**Text segment**
/---

Re: [PATCH net-next] xen-netfront: avoid packet loss when ethernet header crosses page boundary

From: David Vrabel
Date: Fri Sep 09 2016 - 09:41:54 EST


On 22/08/16 16:42, Vitaly Kuznetsov wrote:
> Small packet loss is reported on complex multi host network configurations
> including tunnels, NAT, ... My investigation led me to the following check
> in netback which drops packets:
>
> if (unlikely(txreq.size < ETH_HLEN)) {
> netdev_err(queue->vif->dev,
> "Bad packet size: %d\n", txreq.size);
> xenvif_tx_err(queue, &txreq, extra_count, idx);
> break;
> }
>
> But this check itself is legitimate. SKBs consist of a linear part (which
> has to have the ethernet header) and (optionally) a number of frags.
> Netfront transmits the head of the linear part up to the page boundary
> as the first request and all the rest becomes frags so when we're
> reconstructing the SKB in netback we can't distinguish between original
> frags and the 'tail' of the linear part. The first SKB needs to be at
> least ETH_HLEN size. So in case we have an SKB with its linear part
> starting too close to the page boundary the packet is lost.

\---

**Material to process**
/---

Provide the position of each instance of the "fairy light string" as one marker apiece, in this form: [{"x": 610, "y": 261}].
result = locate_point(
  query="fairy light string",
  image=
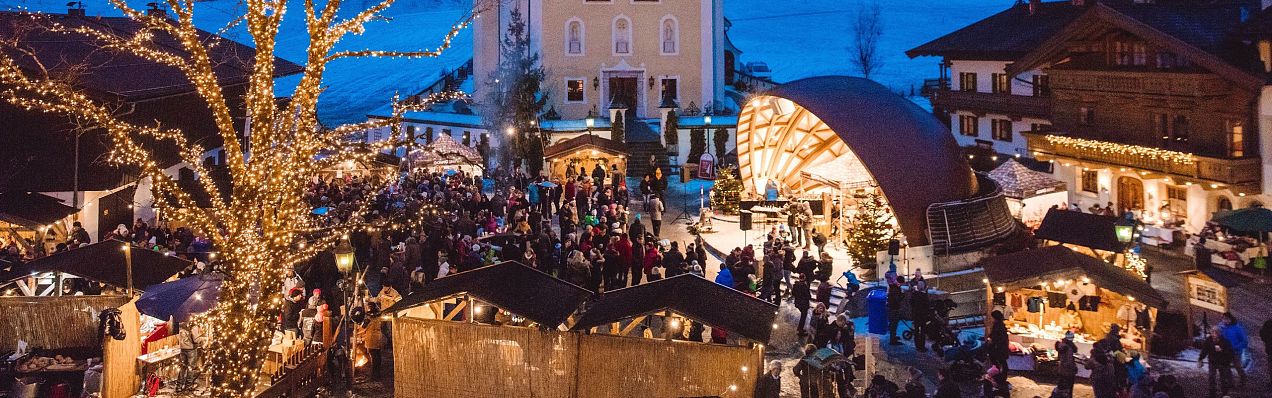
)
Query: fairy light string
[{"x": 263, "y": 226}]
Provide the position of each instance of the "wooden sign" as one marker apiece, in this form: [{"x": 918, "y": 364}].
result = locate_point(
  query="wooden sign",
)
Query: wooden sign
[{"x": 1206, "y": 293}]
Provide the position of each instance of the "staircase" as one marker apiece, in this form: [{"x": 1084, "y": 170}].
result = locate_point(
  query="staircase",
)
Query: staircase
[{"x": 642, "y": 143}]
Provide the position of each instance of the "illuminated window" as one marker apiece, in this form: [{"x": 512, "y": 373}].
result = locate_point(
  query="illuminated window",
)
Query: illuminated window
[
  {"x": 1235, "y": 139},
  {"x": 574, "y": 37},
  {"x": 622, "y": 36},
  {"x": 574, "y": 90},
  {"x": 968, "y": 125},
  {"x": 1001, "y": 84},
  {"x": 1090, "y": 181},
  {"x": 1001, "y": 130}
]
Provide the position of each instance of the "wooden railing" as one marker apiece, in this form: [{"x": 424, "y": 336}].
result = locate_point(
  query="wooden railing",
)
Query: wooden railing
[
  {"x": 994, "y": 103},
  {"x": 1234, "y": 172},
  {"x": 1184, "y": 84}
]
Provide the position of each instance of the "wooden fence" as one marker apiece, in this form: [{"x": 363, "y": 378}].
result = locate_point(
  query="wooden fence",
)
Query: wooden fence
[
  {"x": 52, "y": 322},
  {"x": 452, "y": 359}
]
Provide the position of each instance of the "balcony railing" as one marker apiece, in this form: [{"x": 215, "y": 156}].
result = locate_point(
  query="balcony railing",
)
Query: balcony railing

\---
/---

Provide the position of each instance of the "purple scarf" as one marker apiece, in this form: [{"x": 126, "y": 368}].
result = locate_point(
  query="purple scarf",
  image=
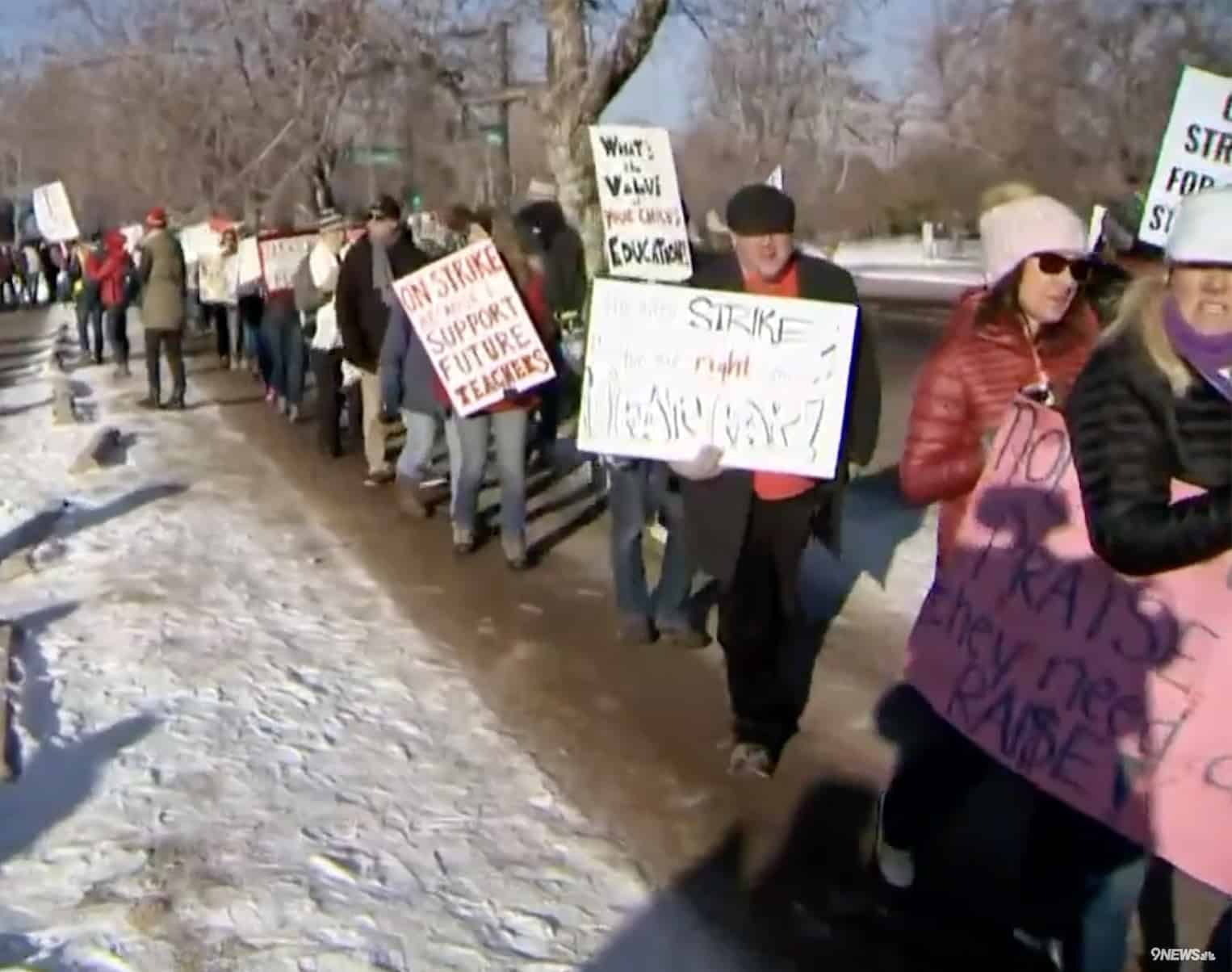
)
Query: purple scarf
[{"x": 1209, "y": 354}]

\---

**Task list**
a: Return each line of the rows above that contains the word "window".
b: Go on with the xen-netfront patch discussion above, starting right after its final sentence.

**Written answers**
a:
Provide the position of each instance of the "illuminated window" as one marker apiece, in this form: [{"x": 512, "y": 373}].
  query="illuminated window",
Query: illuminated window

b:
>
> I see two ways to fix the issue:
> - Change the 'wire' protocol between netfront and netback to start keeping
> the original SKB structure. We'll have to add a flag indicating the fact
> that the particular request is a part of the original linear part and not
> a frag. We'll need to know the length of the linear part to pre-allocate
> memory.
> - Avoid transmitting SKBs with linear parts starting too close to the page
> boundary. That seems preferable short-term and shouldn't bring
> significant performance degradation as such packets are rare. That's what
> this patch is trying to achieve with skb_copy().
>
> Signed-off-by: Vitaly Kuznetsov <vkuznets@xxxxxxxxxx>

We should probably fix the backend to handle this (by grant copying a
minimum amount in the linear area, but since netfront needs to work with
older netback.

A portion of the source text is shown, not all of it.